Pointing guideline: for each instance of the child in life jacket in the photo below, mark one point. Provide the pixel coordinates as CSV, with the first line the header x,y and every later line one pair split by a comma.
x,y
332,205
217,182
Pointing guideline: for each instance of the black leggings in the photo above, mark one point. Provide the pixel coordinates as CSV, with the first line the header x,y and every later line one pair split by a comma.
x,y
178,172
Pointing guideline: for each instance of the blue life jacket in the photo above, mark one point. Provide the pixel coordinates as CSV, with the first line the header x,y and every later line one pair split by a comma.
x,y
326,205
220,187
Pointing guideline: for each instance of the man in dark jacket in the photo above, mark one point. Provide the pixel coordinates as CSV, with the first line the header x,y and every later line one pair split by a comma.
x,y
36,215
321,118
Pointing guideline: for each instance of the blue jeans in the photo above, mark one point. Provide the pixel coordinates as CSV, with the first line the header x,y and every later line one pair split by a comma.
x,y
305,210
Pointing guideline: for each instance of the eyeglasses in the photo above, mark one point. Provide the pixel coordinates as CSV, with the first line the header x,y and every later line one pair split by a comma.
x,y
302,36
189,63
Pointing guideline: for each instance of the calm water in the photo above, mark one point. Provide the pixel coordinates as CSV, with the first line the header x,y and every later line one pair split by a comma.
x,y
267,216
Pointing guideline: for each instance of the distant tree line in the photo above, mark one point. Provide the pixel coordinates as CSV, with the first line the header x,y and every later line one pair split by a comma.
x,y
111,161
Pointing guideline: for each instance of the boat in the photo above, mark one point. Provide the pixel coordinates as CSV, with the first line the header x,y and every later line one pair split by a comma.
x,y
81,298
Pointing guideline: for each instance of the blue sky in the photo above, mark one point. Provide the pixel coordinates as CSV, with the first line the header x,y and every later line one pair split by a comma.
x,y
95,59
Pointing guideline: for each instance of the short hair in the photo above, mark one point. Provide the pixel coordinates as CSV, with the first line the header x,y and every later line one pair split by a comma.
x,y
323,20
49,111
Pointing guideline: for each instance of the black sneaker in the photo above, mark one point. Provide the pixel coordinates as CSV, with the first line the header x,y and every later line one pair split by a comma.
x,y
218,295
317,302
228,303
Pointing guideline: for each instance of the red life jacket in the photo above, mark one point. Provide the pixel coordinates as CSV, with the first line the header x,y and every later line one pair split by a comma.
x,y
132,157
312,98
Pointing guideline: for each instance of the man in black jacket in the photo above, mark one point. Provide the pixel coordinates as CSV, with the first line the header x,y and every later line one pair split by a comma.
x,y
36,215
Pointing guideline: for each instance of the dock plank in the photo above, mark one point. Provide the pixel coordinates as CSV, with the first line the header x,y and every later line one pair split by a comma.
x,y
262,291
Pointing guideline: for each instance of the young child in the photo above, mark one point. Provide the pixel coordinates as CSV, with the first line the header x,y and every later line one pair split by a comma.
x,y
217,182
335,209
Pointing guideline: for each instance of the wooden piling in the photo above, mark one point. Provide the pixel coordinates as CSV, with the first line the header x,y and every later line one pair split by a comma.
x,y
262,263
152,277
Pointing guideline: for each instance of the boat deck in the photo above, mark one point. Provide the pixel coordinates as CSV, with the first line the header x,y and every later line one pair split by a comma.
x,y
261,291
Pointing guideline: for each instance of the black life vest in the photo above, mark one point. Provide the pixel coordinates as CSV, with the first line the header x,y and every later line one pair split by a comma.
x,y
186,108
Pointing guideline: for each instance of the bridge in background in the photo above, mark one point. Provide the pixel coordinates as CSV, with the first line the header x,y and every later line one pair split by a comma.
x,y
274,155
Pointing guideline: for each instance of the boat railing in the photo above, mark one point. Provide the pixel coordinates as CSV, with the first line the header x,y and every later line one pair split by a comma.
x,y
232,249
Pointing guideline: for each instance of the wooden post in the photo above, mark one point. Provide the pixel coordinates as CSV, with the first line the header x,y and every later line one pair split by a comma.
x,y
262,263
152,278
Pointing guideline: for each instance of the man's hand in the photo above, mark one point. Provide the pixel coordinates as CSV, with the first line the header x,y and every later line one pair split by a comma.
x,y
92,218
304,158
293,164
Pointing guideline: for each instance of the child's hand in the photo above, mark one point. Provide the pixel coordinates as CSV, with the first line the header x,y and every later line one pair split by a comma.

### Exercise
Please copy the whole of the material exactly as written.

### Problem solution
Pointing guideline: for each instance of the child in life jacket in the photo below, mark one point. Provide the pixel coordinates as CSV, with the first line the header x,y and every later line one pair split by a comma.
x,y
332,205
217,182
Pointing guideline: for each instance of the black leggings in the photo above, mark one point. Provide the pixel coordinates as CSV, with the first line the header x,y and every later line one pair split by a comma.
x,y
178,172
Pointing guideline: for each instance of the blue life jacket in the photo above, mark one point. Provide the pixel coordinates as CSV, with the first line the header x,y and every later line one pair split by a comma.
x,y
326,205
220,187
Pointing guideline: for each instance of the man in dark jacket in the photo above, mark one point. Provide the pixel coordinates as CSV, with the first line the header x,y and every later line one pair split by a comma.
x,y
36,215
321,118
Pointing guideline: for each instance of the blue jeans in the photo above, mark one point. Provide the pixel coordinates as CSV, with the first line the header x,y and every later line one pair split by a comma.
x,y
305,210
Pointing guideline: for each instance of the eyeglasses in the photo above, mark one point. Provide the pixel coordinates as CSV, with the first line the header x,y and every later line one pair split by a comma.
x,y
302,36
189,63
Pointing guideline: for each instance of the calm water in the photo above, mark one point. Provide the pixel coordinates as CSV, with the first line the header x,y and every later line one pair split by a comma.
x,y
267,216
Pointing guideline: for each instance of the distant tree line in the photo above, mark one point. Provide the pixel coordinates as CSV, with the first line the header x,y and every later line one pair split by a comma.
x,y
111,161
Pointing guideline: for each instance of the boat in the photo above, mark one point. Provide the pixel coordinates as CSV, with the first line the header x,y and every later line one pair split by a comma.
x,y
81,298
Pointing guideline: for each instance of the blue sky in the photo above, mark one point. Provide the pixel coordinates as CSV, with the first line the header x,y and every later line one pair split by a comma.
x,y
95,59
Pointing guideline: for each instance of the short hair in the photo above, mark one point. Provide the pixel coordinates as CSV, with the first line the header x,y and every later line one pair split by a comma.
x,y
323,20
49,111
Pointing guideline: for each instance of the black sneaker in the photo above, mark one point. Provide the pixel coordinates as CSV, with the first line the header x,y and every later line one pair split by a comma.
x,y
218,295
317,302
228,303
Pointing guideline: for each instance of the red life jacket in the photo above, mark one point. Provide the pixel coordinates as CSV, with the first line the header x,y and every later line one pair split by a comma.
x,y
132,157
312,98
Pointing guideline: for each instance of the man in black jacket in the photo above, mark one point. Provide the pixel coordinates as CSV, with the first line the header x,y and every later line one pair split by a comma.
x,y
36,215
Pointing guideline: for each instance of the dock plank in the photo above, mark one point. Provide the pixel coordinates as CSV, with the first line the header x,y and every later line one pair split by a comma.
x,y
262,291
Pointing guideline: for each instance of the young child in the photo above, mark one point. Provide the pixel coordinates as CSV, with the first line the header x,y and every later line one pair split by a comma.
x,y
217,182
335,209
Pointing guideline: for each instance of the wooden piling in the photo above, mark one point. Provide the pixel coordinates as CSV, with the first line the header x,y and every later line one pair split by a comma.
x,y
262,263
152,277
Pointing guideline: for each instance of the boat deck in the photo above, mark one point. Provide the pixel coordinates as CSV, with the first line the header x,y and every later line one pair split by a comma.
x,y
261,291
Pointing guideline: for each instance of the black life vest in the photo above, mark one point. Provide the pixel coordinates as CSV, with the first line the header x,y and every later line one pair split by a comma.
x,y
186,108
Pointing guideline: for each instance of the bridge in background in the photo above, mark one point. Provide the pixel coordinates as CSV, with the first line the header x,y and every later line one pair split by a comma.
x,y
274,155
Pointing guideline: for each instance of the boat railing in the photo above, mark one point. Provide the pixel coordinates as CSV, with the first line the header x,y and every later line one pair split by a comma.
x,y
232,249
Pointing guideline: for each instance of the wooden post in the photo above, mark one point. Provide the pixel coordinates as CSV, with the first line the header x,y and every later line one pair split by a comma.
x,y
262,263
152,278
Pointing guideline: for each instance of the man's hand in the photo above, mark one point. Provide the pixel coordinates as CSV, with the first line the header x,y and every later line one pair split by a comma.
x,y
92,218
304,158
293,164
Pointing guideline: for each instance of the child's hand in the photo above, mark one point. Provide the pixel coordinates as CSV, with the first line the header x,y and every later line one pair split by a comma.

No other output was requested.